Contemplating Death

There are these four thoroughbred horses, the Buddha starts one sutta in the Anguttara Nikaya. One need see only the shadow of a whip and he becomes energetic, ready to work, ready to train. Another ignores the shadow, but it roused when he hears its crack or feels it rush by. Another, refusing to be intimidated, is stirred only when it makes contact and bites the skin. The final thoroughbred will eventually be roused to work and train, but not until the whip hits so hard that its sting sinks all the way to its bones, to its very core.

These are all thoroughbreds, the ones who can be trained. Far more numerous still are the ones who never respond, only slinking off in resentment or giving way to anxiety, rushing about fruitlessly to avoid the whip. It is, of course, a simile for trainable human beings. The thoroughbreds are those with mindfulness enough to see truth, whether at a distance or when it has visited them personally. The whip is death. And not being roused is remaining in ignorance, cultivating bad habits, pursuing sensuality, and putting off doing what should be done.

Two Wednesdays ago, the conversation at tea time turned towards the subject of death, and I led a meditation after. Imagine a body before you – your body, in fact – on the floor or table. It no longer moves, no longer stirs, no longer has a voice or any control. It is at rest. Sense the stillness, the finality.

This is not just a random exercise. Those who’ve come back from the jaws of death, including tibetan deloks said to have been deceased for days or weeks before returning, all report this same experience. Their mind seeing their body, detached. This is the point of inevitability, when all worldly pursuits have ended, and those who reach this point without preparation are, as the Buddha says in a pair of Dhammapada verses, like travelers embarking on a journey who have gathered no provisions. If there is any clinging, fascinations or regrets still in the mind, that is the point they will have to be faced.

The day after that meditation, I sat down and made a list of all the things I was procrastinating about because I hadn’t been reflecting thoroughly on my own death. As the mental corpse of Tahn stayed unmoving in front of the shrine where I had envisioned it (sometimes drawing a few flies, but thankfully he dried out quickly by the heater) I set to work doing the things on my list. I set aside all the activities I could see were just distractions. It was a very good day.

As time with this meditation has gone on, the gravity of the situation will on occasion be intense. How very often I could see myself make a decision or pursue a course of action thinking I will have a tomorrow with which to do it better or more conscientiously. How many of us let our lives slip away, ever vowing to, “Get to it later”?
◇ ◇ ◇ ◇
What you will do ->
Please list everything the passage on contemplating death says "not being roused" is.

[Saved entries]
◇ ◇ ◇ ◇
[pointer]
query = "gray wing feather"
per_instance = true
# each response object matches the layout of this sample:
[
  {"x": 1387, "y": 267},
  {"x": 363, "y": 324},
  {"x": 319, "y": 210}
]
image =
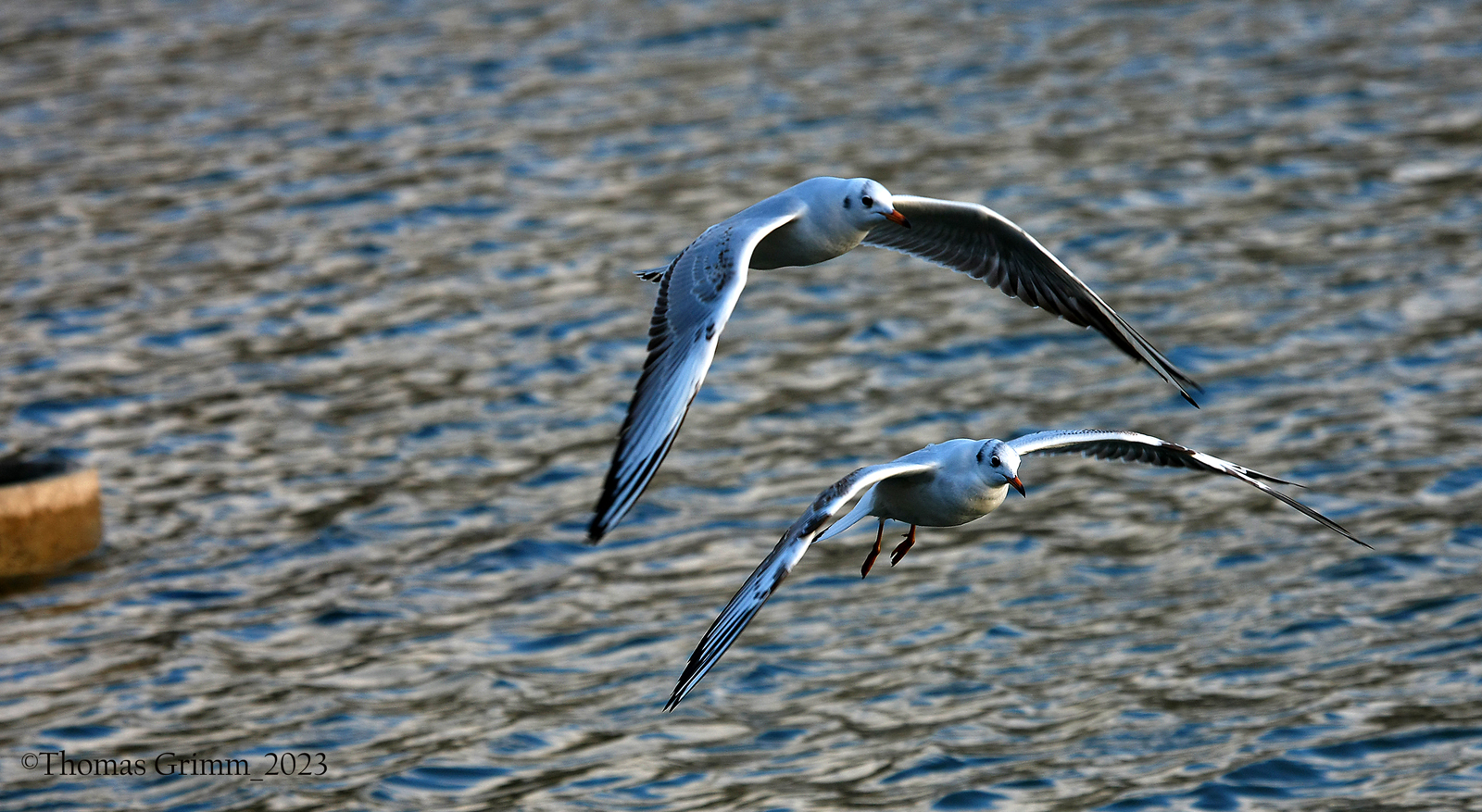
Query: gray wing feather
[
  {"x": 696, "y": 298},
  {"x": 986, "y": 244},
  {"x": 782, "y": 560},
  {"x": 1141, "y": 448}
]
◇ ◇ ◇ ◇
Task solution ->
- remaining in ignorance
- cultivating bad habits
- pursuing sensuality
- putting off doing what should be done